§ Page excerpt:
• • • • • • •

# Training to prevent different addictions?



## grapestheprestige (Dec 14, 2021)

Hi,

I’ve got a bit of an unusual question so I’m not sure if this is the right place to ask. A very good friend of mine swears he was able to curb his gambling addiction by adopting a puppy and “training” him to bark every time he would approach a deck of cards, roulette wheel, etc. Now, I’ve never owned a dog, but you get why I don’t really believe that’s possible. I know dogs are intelligent animals, GSDs in particular, but still, it all sounded a little too far-fetched.

However, luck would have it that my brother’s wife called me yesterday complaining she got into a huge fight with my brother over some money. Apparently, they’ve been saving up for a new car, and he took the money without asking and wouldn’t tell her what he did with it. He later confessed to using the money to pay back a debt (?!) he had from gambling. 

Things seem bad between them at the moment - let me be clear, I’m completely taking her side in this and I love my brother but he’s an idiot. Regardless, she asked for my help and I don’t want to refuse. I’ve been reading up on ways to prevent gambling addiction, but neither of us is ready for any radical measures. Instead, we’ve agreed to start monitoring him better and maybe get him a dog.

Why a dog, you might ask? It’s weird, but I came across this article in my research: How a Simple Tattoo Can Help Kick a Serious Gambling Addiction. It got me thinking - if a tattoo can help with gambling addiction, then my friend’s story about a puppy helping him overcome the same problem doesn’t sound so far-fetched anymore. But, as I’ve said, I don’t know the first thing about training a puppy, let alone a GSD one.

Does anyone have any input/advice on this topic? Is this a viable option to begin with, or are we completely off track here? Please let me know, I want to act immediately, but also make the right decision. Thanks!

• • • • • • •

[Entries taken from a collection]
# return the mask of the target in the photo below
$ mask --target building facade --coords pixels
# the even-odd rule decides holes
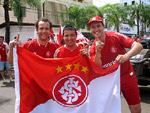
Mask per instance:
[[[3,8],[4,0],[0,1],[0,34],[5,36],[5,15]],[[10,40],[13,40],[20,33],[21,42],[27,41],[28,38],[36,38],[36,30],[34,23],[41,17],[48,18],[54,25],[53,30],[55,36],[59,32],[59,25],[64,21],[65,17],[60,18],[60,12],[72,5],[91,5],[93,0],[41,0],[41,9],[37,11],[29,6],[24,7],[23,24],[20,28],[14,12],[9,10],[10,17]]]

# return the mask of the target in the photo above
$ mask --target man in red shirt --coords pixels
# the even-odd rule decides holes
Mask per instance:
[[[53,58],[55,50],[59,47],[55,42],[49,41],[52,23],[45,18],[36,22],[36,31],[38,37],[31,41],[24,42],[21,47],[33,52],[44,58]],[[8,60],[13,63],[13,47],[17,45],[17,39],[9,43],[10,51],[8,52]]]
[[[63,29],[63,39],[65,45],[59,47],[54,54],[54,58],[74,57],[78,54],[87,55],[87,50],[81,44],[76,43],[77,31],[72,25],[67,25]]]
[[[5,80],[4,77],[4,69],[6,68],[8,75],[9,75],[9,79],[11,81],[11,66],[9,65],[8,61],[7,61],[7,52],[8,52],[8,46],[6,44],[4,44],[4,37],[0,36],[0,74],[2,76],[2,79]]]
[[[140,94],[137,78],[130,64],[129,58],[142,50],[142,45],[116,32],[104,32],[104,23],[101,17],[92,17],[88,25],[95,37],[90,48],[90,57],[103,68],[121,64],[121,91],[126,98],[131,113],[141,113]],[[125,48],[131,48],[126,52]]]

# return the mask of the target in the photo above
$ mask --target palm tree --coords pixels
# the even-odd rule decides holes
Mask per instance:
[[[119,32],[120,21],[125,21],[127,19],[127,14],[124,10],[125,9],[121,4],[106,4],[101,8],[101,11],[106,18],[106,24],[108,28],[114,26],[114,29]]]
[[[5,40],[7,43],[10,41],[10,22],[9,22],[9,8],[11,8],[17,17],[18,24],[22,24],[23,7],[29,5],[31,7],[39,8],[40,0],[4,0],[3,8],[5,11],[6,33]]]
[[[128,15],[130,20],[133,20],[137,22],[137,35],[140,34],[139,26],[140,22],[143,23],[143,17],[144,17],[144,5],[143,4],[134,4],[128,6]],[[143,16],[142,16],[143,15]]]

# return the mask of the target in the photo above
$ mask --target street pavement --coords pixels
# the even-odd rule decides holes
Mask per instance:
[[[150,86],[139,86],[141,93],[142,113],[150,113]],[[128,105],[121,95],[122,113],[130,113]],[[14,113],[15,110],[15,87],[14,81],[9,79],[0,80],[0,113]]]

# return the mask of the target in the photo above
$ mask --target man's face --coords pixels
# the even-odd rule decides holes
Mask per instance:
[[[64,41],[66,46],[73,47],[76,45],[76,38],[77,35],[75,33],[75,30],[65,30],[64,31]]]
[[[0,38],[0,44],[3,44],[4,39]]]
[[[38,33],[38,38],[40,40],[47,40],[50,36],[50,25],[49,25],[49,23],[39,21],[37,33]]]
[[[92,22],[90,24],[90,31],[95,38],[102,37],[105,27],[101,22]]]

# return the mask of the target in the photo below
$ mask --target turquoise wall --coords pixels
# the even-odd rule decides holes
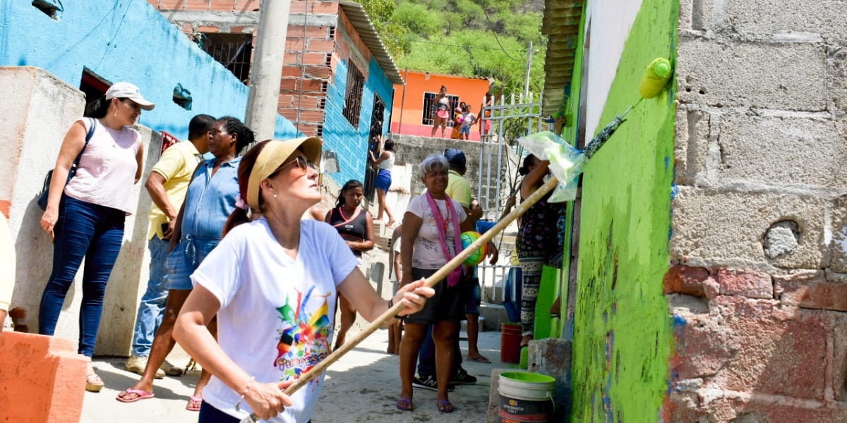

• • • • • • •

§ What you need to do:
1. Answer each of these from the forum post about training a dog to curb a gambling habit:
(a) What does the friend say he trained his puppy to do?
(b) What were the brother and his wife saving up for?
(c) What did the brother confess to using the money for?
2. Carry on the forum thread about training a dog to help stop gambling, picking up after its last line.

§ The results:
1.
(a) To bark every time he would approach a deck of cards, a roulette wheel, and the like.
(b) A new car.
(c) Paying back a debt he had from gambling.

2.
----------



## dogma13 (Mar 8, 2014)

Your heart is in the right place. A dog can certainly help with the overwhelming emotion and anxiety when an addict is feeling about to "fall off the wagon".It's absolutely not a cure.Your brother requires a professional when he decides to seek help. I'm sorry your family is dealing with this, it's incredibly difficult for all of you. It doesn't sound like an ideal time to bring in a new pet.Very best of luck to you all


----------



## Sunflowers (Feb 17, 2012)

The thing with addiction is, the addict has to want to change. I know you mean well, but you can’t make anybody give up an addiction unless they’re ready.


----------



## brittanyS (Dec 11, 2018)

Exactly what @Sunflowers said. Addicts won’t change unless they want to do it. They can want to do it for someone else, but they have to want to fight the addiction.


----------



## WNGD (Jan 15, 2005)

Yes a dog can be trained to bark if you open the fridge, watch TV or I suppose, hold a deck of cards. 
But number 1, if your brother is gambling (online?) how would the dog know. If he goes to a casino or the track, how would the dog know. A bookie on the phone, how would the dog know? 

If money was used to "pay back a debt" it suggests some sort of credit an not likely organized (legal?) gambling unless he had a credit facility.

Overall, there are far better methods of overcoming addictions and your brother doesn't yet sound like the sort of reliable person to take on the huge amount of responsibility that GSD represents. jmo 

Whether a dog could be trained to help in certain situations and whether they are the best option for the job are completely separate. This is not a reason to get a living breathing dog.


----------



## Lexie’s mom (Oct 27, 2019)

Something like this might help if a person is really motivated Change Your Habits and Life with Pavlok


----------



## Sunflowers (Feb 17, 2012)

Lexie’s mom said:


> Something like this might help if a person is really motivated Change Your Habits and Life with Pavlok


So... this is like an E collar for humans?😂


----------



## Lexie’s mom (Oct 27, 2019)

Sunflowers said:


> So... this is like an E collar for humans?😂


Yeah, the same conception. I think the guy that created it was addicted to Internet and initially he actually hired someone to slap him on the face every time he checks his emails.. something like that. I’ve read the story many years ago.


----------



## Jax08 (Feb 13, 2009)

It would be more effective to have the husband wear an ecollar with brass contacts...and the wife to have the remote...


----------



## Sunflowers (Feb 17, 2012)

Jax08 said:


> It would be more effective to have the husband wear an ecollar with brass contacts...and the wife to have the remote...


Yeah, I saw some reviews on youtube.
Very entertaining!


----------



## drparker151 (Apr 10, 2020)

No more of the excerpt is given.